━━━ Given passage ━━━
After a 10-day educational trip through Europe, Sylvia Acosta was looking forward to returning home to Texas. But when she arrived at the Dallas-Fort Worth International Airport on Saturday, things didn't exactly go as planned.
[post_ads]When Acosta and her daughter Sybonea Acosta-Castillo, 15, tried to go through customs, they were extensively questioned by a customs agent, they told INSIDER.
Although they had all the necessary documents needed for international travel, Acosta claims the customs agent didn't believe that Acosta's daughter was her child because the women didn't have the same last names on their passports.
Acosta told INSIDER she told the agent that she kept her maiden name for professional reasons. Still, the agent questioned why she didn't take her husband's last name, for the sake of convenience, Acosta said.
But when Acosta explained that she was divorced and remarried, the agent seemed skeptical. Acosta claims that the customs agent then accused her of human trafficking.
━━━ Information given ━━━
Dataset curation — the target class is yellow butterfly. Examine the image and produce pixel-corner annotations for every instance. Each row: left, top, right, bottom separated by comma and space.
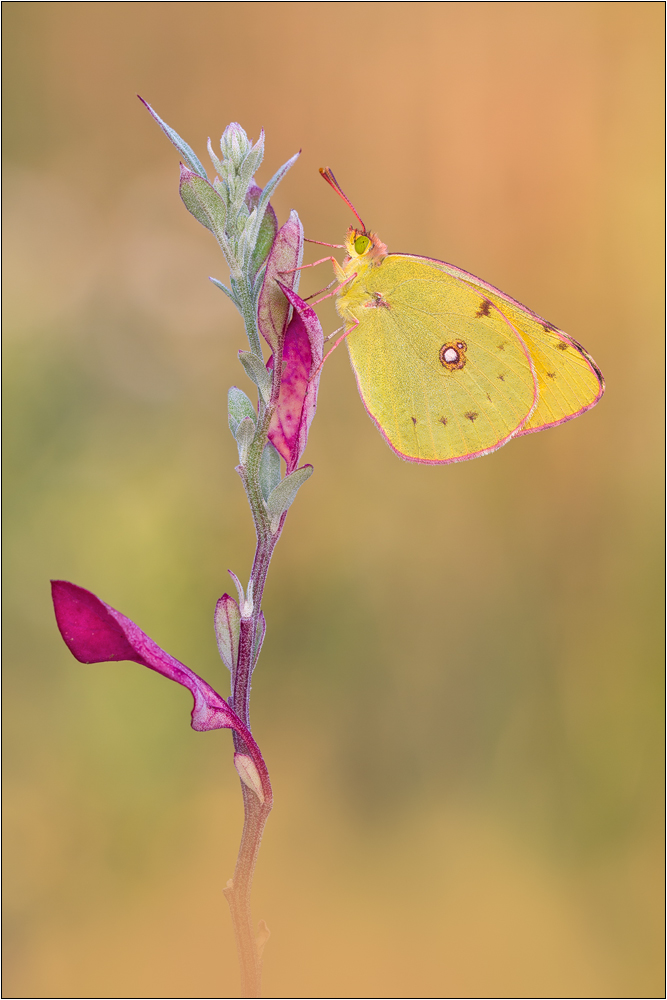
318, 168, 604, 464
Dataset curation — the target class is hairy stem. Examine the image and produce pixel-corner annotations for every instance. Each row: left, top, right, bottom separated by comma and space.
224, 286, 285, 997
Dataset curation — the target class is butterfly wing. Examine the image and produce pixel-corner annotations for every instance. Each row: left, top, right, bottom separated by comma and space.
409, 255, 605, 436
338, 254, 538, 464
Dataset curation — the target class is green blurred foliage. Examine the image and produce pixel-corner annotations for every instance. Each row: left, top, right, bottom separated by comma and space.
4, 2, 663, 997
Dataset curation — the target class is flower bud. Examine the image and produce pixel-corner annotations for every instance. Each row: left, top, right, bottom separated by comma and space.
234, 753, 265, 805
220, 122, 252, 170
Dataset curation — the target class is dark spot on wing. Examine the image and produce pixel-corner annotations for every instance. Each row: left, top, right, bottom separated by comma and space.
364, 292, 391, 309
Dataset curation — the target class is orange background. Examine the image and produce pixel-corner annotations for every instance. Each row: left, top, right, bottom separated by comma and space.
3, 2, 664, 997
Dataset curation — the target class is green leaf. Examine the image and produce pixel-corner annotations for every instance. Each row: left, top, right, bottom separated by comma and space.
208, 278, 239, 309
259, 441, 280, 501
213, 594, 240, 673
266, 465, 313, 533
142, 94, 211, 179
250, 205, 278, 278
227, 385, 257, 437
180, 164, 228, 249
239, 351, 273, 403
236, 417, 255, 465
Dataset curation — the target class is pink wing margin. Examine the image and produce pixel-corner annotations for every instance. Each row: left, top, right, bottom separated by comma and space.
391, 253, 605, 436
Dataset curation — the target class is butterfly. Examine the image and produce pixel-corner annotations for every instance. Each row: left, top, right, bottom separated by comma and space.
313, 167, 604, 465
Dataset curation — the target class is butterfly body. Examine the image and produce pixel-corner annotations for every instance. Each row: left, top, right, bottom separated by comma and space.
332, 219, 604, 464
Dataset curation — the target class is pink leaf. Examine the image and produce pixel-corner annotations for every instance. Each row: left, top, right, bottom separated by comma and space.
51, 580, 272, 802
257, 212, 303, 357
269, 282, 324, 474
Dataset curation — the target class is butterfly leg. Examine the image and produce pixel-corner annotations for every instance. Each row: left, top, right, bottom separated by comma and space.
308, 271, 357, 304
303, 278, 337, 302
278, 257, 340, 274
308, 319, 359, 382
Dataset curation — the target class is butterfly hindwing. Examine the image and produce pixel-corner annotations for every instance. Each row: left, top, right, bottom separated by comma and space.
409, 256, 604, 436
341, 254, 538, 463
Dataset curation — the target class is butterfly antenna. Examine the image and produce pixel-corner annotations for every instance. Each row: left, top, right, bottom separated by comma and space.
320, 167, 366, 233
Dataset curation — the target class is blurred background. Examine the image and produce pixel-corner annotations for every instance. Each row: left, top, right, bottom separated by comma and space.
3, 2, 664, 997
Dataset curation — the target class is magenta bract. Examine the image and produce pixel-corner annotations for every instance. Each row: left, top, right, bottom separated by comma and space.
51, 580, 271, 800
269, 281, 324, 475
257, 212, 303, 357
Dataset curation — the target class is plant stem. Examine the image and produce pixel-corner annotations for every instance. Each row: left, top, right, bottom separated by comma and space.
224, 286, 286, 997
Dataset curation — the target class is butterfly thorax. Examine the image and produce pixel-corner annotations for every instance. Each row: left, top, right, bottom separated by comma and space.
334, 226, 387, 322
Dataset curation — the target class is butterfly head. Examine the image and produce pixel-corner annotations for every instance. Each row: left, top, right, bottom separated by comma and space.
345, 226, 387, 264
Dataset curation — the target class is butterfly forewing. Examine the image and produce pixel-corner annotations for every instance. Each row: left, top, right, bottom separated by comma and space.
408, 257, 604, 434
341, 255, 537, 463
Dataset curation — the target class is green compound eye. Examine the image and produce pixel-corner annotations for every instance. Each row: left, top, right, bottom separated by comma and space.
354, 236, 370, 255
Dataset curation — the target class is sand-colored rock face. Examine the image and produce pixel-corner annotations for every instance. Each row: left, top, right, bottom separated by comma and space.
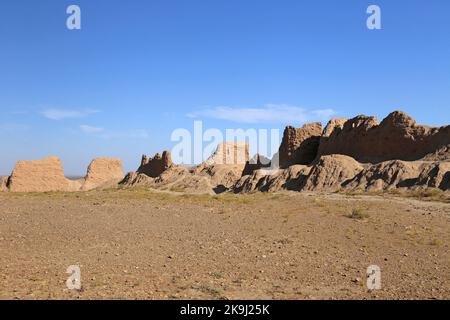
232, 165, 310, 193
416, 162, 450, 190
205, 142, 250, 165
345, 160, 422, 191
322, 118, 348, 138
81, 158, 123, 190
5, 157, 123, 192
318, 111, 450, 163
8, 157, 72, 192
137, 151, 173, 178
0, 177, 9, 192
302, 154, 363, 191
242, 154, 271, 176
278, 122, 322, 168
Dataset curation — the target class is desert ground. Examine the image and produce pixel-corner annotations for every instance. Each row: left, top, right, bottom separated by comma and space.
0, 189, 450, 299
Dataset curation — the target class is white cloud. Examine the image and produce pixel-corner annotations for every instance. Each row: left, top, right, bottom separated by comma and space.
80, 125, 149, 139
41, 109, 99, 120
186, 104, 336, 124
80, 124, 104, 133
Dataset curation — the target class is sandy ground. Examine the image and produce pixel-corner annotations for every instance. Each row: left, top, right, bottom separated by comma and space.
━━━
__Problem 1__: Print the section of the customs passage starting at "Although they had" and ending at "of human trafficking.".
__Problem 2__:
Answer these from the customs passage:
(a) How many days did the educational trip through Europe last?
(b) How old is Sybonea Acosta-Castillo?
(c) What reason did Acosta give the agent for keeping her maiden name?
The material has nothing to do with this.

__Final answer 1__:
Although they had all the necessary documents needed for international travel, Acosta claims the customs agent didn't believe that Acosta's daughter was her child because the women didn't have the same last names on their passports.
Acosta told INSIDER she told the agent that she kept her maiden name for professional reasons. Still, the agent questioned why she didn't take her husband's last name, for the sake of convenience, Acosta said.
But when Acosta explained that she was divorced and remarried, the agent seemed skeptical. Acosta claims that the customs agent then accused her of human trafficking.

__Final answer 2__:
(a) 10 days
(b) 15
(c) Professional reasons